**Alıştırma görevleri**.
a: Tevfik Fikret söyleşisinden bir bölümü aynen yeniden yazın. İçinde "Faruk Şüyün" geçen yerden başlayın, "bilgilerinin çok ötesinde..." sözlerinden sonra durun.
b: Tevfik Fikret söyleşisine göre Hıfzı Topuz'un son romanını hangi yayınevi yayınlamış?
c: Tevfik Fikret söyleşisinde Hıfzı Topuz, Fikret'in yaşamının pek bilinmemesini neye bağlıyor? Bir ile üç cümle arasında açıklayın.

**Verilen metin**.
<<<<
Aydınlanma'nın ilk büyük çınarı

Hıfzı Topuz bu kez özgürlükler şairi, özveri ve sessiz direnişin simgesi Tevfik Fikret'in romanını yazdı

YAYINLAMA
GÜNCELLEME



Faruk Şüyün

Usta yazar Hıfzı Topuz ile "ufukları yine yoğun bir sis kaplamış olsa da elbet sabah olacaktır!" diyen iyi şair Tevfik Fikret'i konuşacağız bugün. Aklın ve bilimin egemenliğine, aydınlanmaya ve aydınlık günlerin geleceğine inanan şairin taa 20. yüzyılın başlarında yazdıklarının bugün de geçerli olduğunu öğreneceğiz. Hıfzı Topuz'un Fikret'in hayatını anlattığı, ağdalı dili nedeniyle pek anlayamadığımız kimi şiirlerini de bugünün Türkçe'siyle bulabileceğimiz - Remzi Kitabevi'nin yayınladığı - son romanı "Elbet Sabah Olacaktır"dan yola çıkacağız bu söyleşide. Hemen ilk sorumu yöneltiyorum:

Herkes, ama özellikle gençler için çok önemli bir çalışma, belki de hiç tanımadıkları bir Tevfik Fikret anlatıyorsunuz. Yine yoğun bir araştırmanın ürünü, ansiklopedi bilgilerinin çok ötesinde...

"Tevfik Fikret'in şiirlerini bizim kuşak, sizin kuşak biliyor, ama yaşamı nasıl, bunu pek bilen yok. Hayatı pek yazılmamış. Onunla ilgili 20'den fazla kitap var, ama bunlar hep edebiyatı üzerine, şiirde yaptığı yenilikleri, şiir içeriklerini anlatıyorlar. Yaşamı yok, bilinmiyor.
>>>>
**Verilen veriler**.
<<<<
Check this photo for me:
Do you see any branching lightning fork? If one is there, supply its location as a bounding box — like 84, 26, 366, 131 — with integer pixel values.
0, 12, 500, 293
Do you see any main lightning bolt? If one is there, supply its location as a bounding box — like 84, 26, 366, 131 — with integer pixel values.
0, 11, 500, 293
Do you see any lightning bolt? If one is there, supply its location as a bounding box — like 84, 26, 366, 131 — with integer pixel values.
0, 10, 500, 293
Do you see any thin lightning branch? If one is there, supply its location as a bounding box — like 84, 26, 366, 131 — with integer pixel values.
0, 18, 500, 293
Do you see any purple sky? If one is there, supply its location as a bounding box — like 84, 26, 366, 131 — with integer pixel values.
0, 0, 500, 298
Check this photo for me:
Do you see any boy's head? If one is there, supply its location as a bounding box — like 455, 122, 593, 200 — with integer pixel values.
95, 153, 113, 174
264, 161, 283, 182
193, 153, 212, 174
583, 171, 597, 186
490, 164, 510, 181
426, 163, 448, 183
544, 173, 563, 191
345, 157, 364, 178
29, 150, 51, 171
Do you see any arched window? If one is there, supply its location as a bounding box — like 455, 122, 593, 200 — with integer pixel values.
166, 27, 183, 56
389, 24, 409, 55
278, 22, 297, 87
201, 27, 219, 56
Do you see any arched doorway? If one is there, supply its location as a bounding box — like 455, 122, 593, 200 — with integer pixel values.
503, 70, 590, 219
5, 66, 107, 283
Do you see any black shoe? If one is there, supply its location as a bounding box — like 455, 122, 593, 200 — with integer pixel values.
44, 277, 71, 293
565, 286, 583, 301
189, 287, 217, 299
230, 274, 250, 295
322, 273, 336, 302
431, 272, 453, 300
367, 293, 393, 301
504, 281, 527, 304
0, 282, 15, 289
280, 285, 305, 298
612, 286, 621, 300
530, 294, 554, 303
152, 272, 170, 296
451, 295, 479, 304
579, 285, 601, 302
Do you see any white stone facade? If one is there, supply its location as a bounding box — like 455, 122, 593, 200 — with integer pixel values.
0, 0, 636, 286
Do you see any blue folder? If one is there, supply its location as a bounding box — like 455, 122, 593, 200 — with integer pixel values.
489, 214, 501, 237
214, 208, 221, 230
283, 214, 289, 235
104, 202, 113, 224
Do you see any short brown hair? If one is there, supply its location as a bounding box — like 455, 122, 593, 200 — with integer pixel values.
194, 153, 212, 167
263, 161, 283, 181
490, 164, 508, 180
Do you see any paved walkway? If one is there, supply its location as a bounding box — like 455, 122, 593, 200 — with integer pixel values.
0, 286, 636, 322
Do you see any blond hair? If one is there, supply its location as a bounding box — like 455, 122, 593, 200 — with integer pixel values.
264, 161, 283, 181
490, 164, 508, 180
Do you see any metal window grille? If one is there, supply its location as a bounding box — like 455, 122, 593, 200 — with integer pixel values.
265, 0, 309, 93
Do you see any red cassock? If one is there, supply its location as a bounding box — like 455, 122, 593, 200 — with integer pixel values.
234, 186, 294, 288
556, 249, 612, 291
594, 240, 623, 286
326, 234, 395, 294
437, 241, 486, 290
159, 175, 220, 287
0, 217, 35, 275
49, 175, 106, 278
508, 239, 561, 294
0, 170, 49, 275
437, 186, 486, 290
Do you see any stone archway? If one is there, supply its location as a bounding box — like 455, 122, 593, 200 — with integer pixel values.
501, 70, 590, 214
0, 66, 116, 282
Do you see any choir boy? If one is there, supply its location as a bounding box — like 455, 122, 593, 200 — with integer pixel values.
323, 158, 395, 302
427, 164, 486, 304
>>>>
**Yazılı cevaplar**.
a:
Faruk Şüyün

Usta yazar Hıfzı Topuz ile "ufukları yine yoğun bir sis kaplamış olsa da elbet sabah olacaktır!" diyen iyi şair Tevfik Fikret'i konuşacağız bugün. Aklın ve bilimin egemenliğine, aydınlanmaya ve aydınlık günlerin geleceğine inanan şairin taa 20. yüzyılın başlarında yazdıklarının bugün de geçerli olduğunu öğreneceğiz. Hıfzı Topuz'un Fikret'in hayatını anlattığı, ağdalı dili nedeniyle pek anlayamadığımız kimi şiirlerini de bugünün Türkçe'siyle bulabileceğimiz - Remzi Kitabevi'nin yayınladığı - son romanı "Elbet Sabah Olacaktır"dan yola çıkacağız bu söyleşide. Hemen ilk sorumu yöneltiyorum:

Herkes, ama özellikle gençler için çok önemli bir çalışma, belki de hiç tanımadıkları bir Tevfik Fikret anlatıyorsunuz. Yine yoğun bir araştırmanın ürünü, ansiklopedi bilgilerinin çok ötesinde...

b: Remzi Kitabevi.

c: Topuz'a göre Fikret'in hayatı pek yazılmamıştır. Onunla ilgili 20'den fazla kitap vardır. Ama bunların hepsi edebiyatını, şiirde yaptığı yenilikleri ve şiirlerinin içeriğini anlatır, yaşamını anlatmaz.